**Exercises to complete:**
(a) In the piece on early four-wheel drive trucks, how many Model B trucks did the Army order when the U.S. entered the First World War?
(b) Resume the piece on early four-wheel drive trucks, writing on from its final paragraph.

“A girl driver”

April 2026

There are times when working on my book is so much fun! It gives me the chance to dip my toes into veins of history that are completely new to me. (I also like to dip my toes into tidal pools, as you know.) Most recently, the vein I explored was the advent of four-wheel drive technology. That was prompted by my conversation with Kellylynn McLaughlin, a truck driver in Oklahoma. Her story is really interesting, not at all a straight path from school to driving, and you’ll hear more about that later. But now I want to turn to Luella Bates, generally credited as the first female licensed truck driver.

 Luella was born in Wisconsin in 1897. By 1918, she was working for the Four Wheel Drive Auto Company in her home state as a truck driver and mechanic. The company had been founded some years earlier but when it found that the public was not yet enthusiastic about four-wheel drive automobiles, it switched to manufacturing four-wheel drive trucks. That, too, was a gamble. The technology was relatively new and there was no established market for four-wheel drive vehicles of any type. FWD set out to convince the Army that its trucks would work in a military setting.

By 1911, prototypes of the Model G (one and a half ton) and Model B (three ton) trucks were ready for testing. The Army arranged for a provisional regiment to march 150 miles, from Dubuque, Iowa to Sparta, Wisconsin, with two competing teams supplying the troops – mule-drawn wagons and a small fleet of trucks. Motortrend magazine summed up the results: “The test was a mixed bag in the Army’s horse-centric eyes. While the trucks could outperform the mules in most cases, reliability issues plagued some of them, and when changes of route took them off established roads, most of the overloaded trucks floundered.” It’s not surprising that a change of route proved problematic. Few roads were paved. Mostly they were horse trails, and often muddy.

The Army proceeded cautiously and placed a modest initial order. But a few years later, when World War One broke out in Europe, the British, French and Russian military placed significant orders, a lifeline for the company.

  In 1916, the American military had the opportunity for another test of four-wheel drive trucks, this one unplanned. When the Mexican revolutionary Pancho Villa and his troops crossed into New Mexico to steal guns and supplies, the Army sent troops to the border to capture him. He managed to elude the Americans during a nearly year-long campaign, but the Army brought trucks to the desert and there, on a flat, open surface, soldiers learned the rudiments of motor vehicle operation. Because the trucks showed promise, the Army formed a new unit, the Motor Transport Corps. Then, in late 1917, when the U.S. entered the First World War, the Army ordered 16,000 Model B trucks that formed the heart of the Army’s motorized operations in Europe.

**Supplied material:**

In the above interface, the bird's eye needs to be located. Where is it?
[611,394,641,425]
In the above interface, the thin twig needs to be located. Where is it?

**The answers:**
(a) 16,000

(b)
Driving was also becoming popular in civilian life – Ford, General Motors and other companies were producing a steady stream of vehicles. Even the Girl Scouts were on board. Beginning in 1916, a scout could earn a badge in “automobiling.”

Back in Wisconsin, Luella Bates began her career as a truck mechanic and test driver for FWD. She tested trucks, mostly Model Bs, on runs of up to seventy-five miles. After the armistice, she continued working for FWD, the only woman hired during the war to stay on.

  In 1920, she drove to the New York Auto Show as part of a “Safety First” campaign. On the way, she visited twenty-five towns, charming the public and delivering a marketing message for FWD – if a woman can steer a four-wheel drive truck, anyone can.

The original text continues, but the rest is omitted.